Document text =>
+ + + + + + +
Tuesday, February 09, 2010

Trial on Crestor patent begins in D. Del. on 22 Feb 2010

An article by Ben Hirschler in Reuters on patent issues with the statin drug Crestor contains the following quip:

"It's CPR (Crestor Patent Risk), not CRP [C-reactive protein ] that requires more attention."

Crestor has great economic potential, with Lipitor going "off-patent" in November 2011. The matter of CRP is an additional driver:

In theory, extending Crestor's use to people with normal cholesterol and raised levels of C-reactive protein (CRP) could add some 6.5 million patients in the U.S. alone, adding billions of dollars to sales of the $4-a-day drug.

The trial begins on February 22, 2010 before Judge Joseph Farnan in the District of Delaware.

The Crestor patent had been targeted by Article One.

See
http://ipbiz.blogspot.com/2009/09/article-one-makes-more-awards.html

**The outcome of the litigation will inform us whether or not the Crestor patent was a "quality" patent. On this topic, the IAM folks are pushing patent quality metrics:

The cover story for IAM issue 40, which published last week, is all about patent quality. More specifically we asked the patent ratings business of Ocean Tomo - our official patent ratings partner - to tell us which US law firms, according to OT metrics, obtain the highest quality patents for their clients. In the article, we publish top 10 rankings that cover four specific areas - consumer electronics, healthcare, industrials and informaiotn technology - as well as a top 20 ranking that covers all areas

More than ten years ago, a different group of folks were pushing "patent citation" metrics at "Intellectual Property Today."
Same old flim flam. Plus ├ža change et plus c'est pareil !
+ + + + + + +
Problems to solve =>
1 - According to the blog post on the Crestor patent trial, which judge is the trial set to begin before?
2 - Continue the blog post on the Crestor patent trial from its final sentence.
+ + + + + + +
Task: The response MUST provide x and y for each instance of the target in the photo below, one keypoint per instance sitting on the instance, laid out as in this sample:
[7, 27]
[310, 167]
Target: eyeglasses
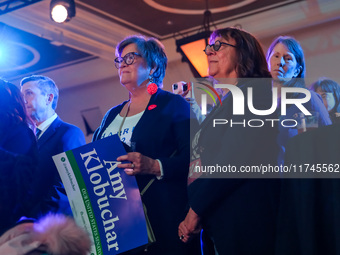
[129, 58]
[216, 46]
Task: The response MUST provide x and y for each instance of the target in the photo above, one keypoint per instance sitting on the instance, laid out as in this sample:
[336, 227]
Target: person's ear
[297, 71]
[152, 70]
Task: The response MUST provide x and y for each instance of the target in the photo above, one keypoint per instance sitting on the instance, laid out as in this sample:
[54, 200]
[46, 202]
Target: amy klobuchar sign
[104, 200]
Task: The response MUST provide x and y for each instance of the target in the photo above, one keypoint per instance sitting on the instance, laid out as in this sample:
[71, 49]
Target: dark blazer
[59, 137]
[239, 214]
[162, 131]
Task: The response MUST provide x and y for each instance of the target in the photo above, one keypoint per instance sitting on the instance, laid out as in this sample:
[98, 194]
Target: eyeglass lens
[216, 46]
[128, 59]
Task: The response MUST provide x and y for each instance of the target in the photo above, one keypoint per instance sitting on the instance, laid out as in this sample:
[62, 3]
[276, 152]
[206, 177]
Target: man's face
[36, 102]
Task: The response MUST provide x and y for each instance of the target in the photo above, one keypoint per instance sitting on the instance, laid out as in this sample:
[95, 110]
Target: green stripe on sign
[87, 202]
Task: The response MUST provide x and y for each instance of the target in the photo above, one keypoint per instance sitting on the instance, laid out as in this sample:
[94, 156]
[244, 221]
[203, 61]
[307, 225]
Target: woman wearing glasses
[237, 212]
[155, 124]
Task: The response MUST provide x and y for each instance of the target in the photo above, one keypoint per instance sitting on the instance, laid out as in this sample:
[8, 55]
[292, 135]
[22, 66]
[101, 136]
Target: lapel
[49, 132]
[150, 115]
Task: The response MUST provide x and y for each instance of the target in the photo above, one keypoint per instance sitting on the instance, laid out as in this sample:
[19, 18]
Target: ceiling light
[191, 48]
[62, 10]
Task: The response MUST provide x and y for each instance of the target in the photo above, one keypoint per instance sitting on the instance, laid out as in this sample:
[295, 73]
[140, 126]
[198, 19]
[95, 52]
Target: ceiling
[30, 43]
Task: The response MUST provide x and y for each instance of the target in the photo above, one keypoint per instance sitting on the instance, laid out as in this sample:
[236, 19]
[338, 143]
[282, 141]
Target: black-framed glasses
[216, 46]
[129, 58]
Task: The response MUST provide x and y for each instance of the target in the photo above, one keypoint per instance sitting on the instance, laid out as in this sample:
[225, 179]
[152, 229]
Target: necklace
[121, 124]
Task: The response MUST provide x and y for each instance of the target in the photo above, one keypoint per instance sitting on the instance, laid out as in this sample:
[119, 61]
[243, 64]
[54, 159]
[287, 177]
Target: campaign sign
[104, 200]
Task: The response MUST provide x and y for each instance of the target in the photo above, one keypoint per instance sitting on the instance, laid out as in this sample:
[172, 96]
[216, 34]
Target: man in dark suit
[53, 137]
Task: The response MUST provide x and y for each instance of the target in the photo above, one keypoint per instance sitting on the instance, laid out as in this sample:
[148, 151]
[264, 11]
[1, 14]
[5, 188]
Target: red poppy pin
[151, 107]
[152, 88]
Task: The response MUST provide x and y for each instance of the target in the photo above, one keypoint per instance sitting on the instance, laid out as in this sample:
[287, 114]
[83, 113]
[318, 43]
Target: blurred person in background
[329, 90]
[18, 156]
[54, 136]
[286, 63]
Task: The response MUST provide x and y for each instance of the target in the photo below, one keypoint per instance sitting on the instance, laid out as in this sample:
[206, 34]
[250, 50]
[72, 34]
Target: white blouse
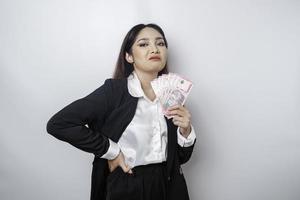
[143, 142]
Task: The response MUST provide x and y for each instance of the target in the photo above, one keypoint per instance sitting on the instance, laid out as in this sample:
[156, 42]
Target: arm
[185, 145]
[69, 123]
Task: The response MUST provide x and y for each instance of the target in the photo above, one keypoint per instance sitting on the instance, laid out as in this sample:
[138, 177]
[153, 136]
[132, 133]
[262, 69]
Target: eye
[161, 43]
[142, 44]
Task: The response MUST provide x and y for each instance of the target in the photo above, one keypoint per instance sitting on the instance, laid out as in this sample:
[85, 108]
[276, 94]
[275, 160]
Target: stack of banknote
[171, 89]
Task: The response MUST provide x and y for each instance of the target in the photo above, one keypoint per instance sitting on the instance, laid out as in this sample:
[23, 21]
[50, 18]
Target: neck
[145, 79]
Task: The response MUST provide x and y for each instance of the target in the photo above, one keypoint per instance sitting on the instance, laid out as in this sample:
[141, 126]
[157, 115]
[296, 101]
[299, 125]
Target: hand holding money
[171, 89]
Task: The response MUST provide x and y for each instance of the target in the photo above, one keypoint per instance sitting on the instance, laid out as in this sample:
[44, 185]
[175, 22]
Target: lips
[154, 58]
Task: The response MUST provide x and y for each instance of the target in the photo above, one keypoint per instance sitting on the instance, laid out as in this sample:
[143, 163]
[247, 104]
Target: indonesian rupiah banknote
[171, 89]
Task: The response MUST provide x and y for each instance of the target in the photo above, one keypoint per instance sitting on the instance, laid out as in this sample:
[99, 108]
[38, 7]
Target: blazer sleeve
[69, 124]
[185, 153]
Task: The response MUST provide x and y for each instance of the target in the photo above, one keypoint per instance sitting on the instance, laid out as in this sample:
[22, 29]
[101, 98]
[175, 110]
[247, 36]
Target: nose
[154, 49]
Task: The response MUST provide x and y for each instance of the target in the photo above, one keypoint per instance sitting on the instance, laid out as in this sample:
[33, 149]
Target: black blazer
[88, 122]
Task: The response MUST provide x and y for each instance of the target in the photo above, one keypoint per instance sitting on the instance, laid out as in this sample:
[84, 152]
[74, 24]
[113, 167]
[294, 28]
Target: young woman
[138, 151]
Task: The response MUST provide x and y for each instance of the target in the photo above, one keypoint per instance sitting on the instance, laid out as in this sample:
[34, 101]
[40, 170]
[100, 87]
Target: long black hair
[124, 68]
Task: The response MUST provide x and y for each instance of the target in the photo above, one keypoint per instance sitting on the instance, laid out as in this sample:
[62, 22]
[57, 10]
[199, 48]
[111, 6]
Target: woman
[138, 151]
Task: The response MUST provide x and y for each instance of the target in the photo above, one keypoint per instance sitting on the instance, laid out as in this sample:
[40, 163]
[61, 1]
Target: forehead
[148, 33]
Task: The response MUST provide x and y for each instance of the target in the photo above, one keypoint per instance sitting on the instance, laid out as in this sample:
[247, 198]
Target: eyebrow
[157, 38]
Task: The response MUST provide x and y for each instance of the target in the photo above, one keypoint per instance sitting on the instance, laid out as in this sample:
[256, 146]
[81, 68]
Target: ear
[129, 58]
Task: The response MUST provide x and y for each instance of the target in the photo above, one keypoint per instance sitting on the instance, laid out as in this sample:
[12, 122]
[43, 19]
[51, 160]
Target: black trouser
[148, 182]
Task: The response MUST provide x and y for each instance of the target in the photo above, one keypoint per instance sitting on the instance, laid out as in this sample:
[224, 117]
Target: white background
[243, 57]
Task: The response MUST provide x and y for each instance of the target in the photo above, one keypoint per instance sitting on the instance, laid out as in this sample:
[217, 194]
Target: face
[149, 52]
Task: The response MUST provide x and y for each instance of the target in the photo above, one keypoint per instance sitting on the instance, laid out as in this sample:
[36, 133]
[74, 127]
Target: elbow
[51, 127]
+ + + + + + +
Results of the tasks =>
1 - Judge Joseph Farnan.

2 -
Back in the Dec. 96 issue of Intellectual Property Today, LBE wrote:

BN [Breitzman and Narin ] promise to review all the studies which have shown the importance of highly cited patents. There are many papers that have questioned the value of patent citation. n12

n12 Edlyn S. Simmons and Nancy Lambert, "Patent Statistics: Comparing Grapes and Watermelons", Proc. Montreux 1991 Int. Chemical Information Conference published in "Recent Advances in Chemical Information", Royal Society of Chemistry, Spec. Publ. 100, 1992.; see also Stuart M. Kaback, Nancy Lambert, and Edlyn S. Simmons, "Patent Citations: Source of Insight or Nothing to Get Excited About?", August 1994 meeting of American Chemical Society [this reference notes: "Patent citations turn out to be quite different in character from the citations we may be familiar with in the citation literature."]; E. Simmons, "Patent family databases 10 years later", Database, Vol. 18(3), Pg. 28, (June, 1995).
As I noted in June, 1996, some highly cited patents may be of pioneering status. However, since all highly cited patents are not of pioneering status, one cannot use a high citation frequency as a proxy for value. All factors leading to high citation must be analyzed. Even in prestigious prizes, such as the Nobel or the Lasker, all factors involved must be considered n13.

See

http://ipbiz.blogspot.com/2009/11/quality-lacking-in-hp-laptops.html

http://ipbiz.blogspot.com/2008/07/patent-quality-arguments-of-ocean-tomo.html [including the text: The Ocean Tomo authors have presented no convincing arguments to support
the proposition that examination search thoroughness and search quality is as good or better
today than it was five years ago. At best, they have equated "more" with "better", and have
not even identified the source of "more."]

**And, don't forget Linus Torvalds: "One recalls Torvalds is the fellow who advised his people not to read patents, sort of setting the public disclosure function of patents on its head."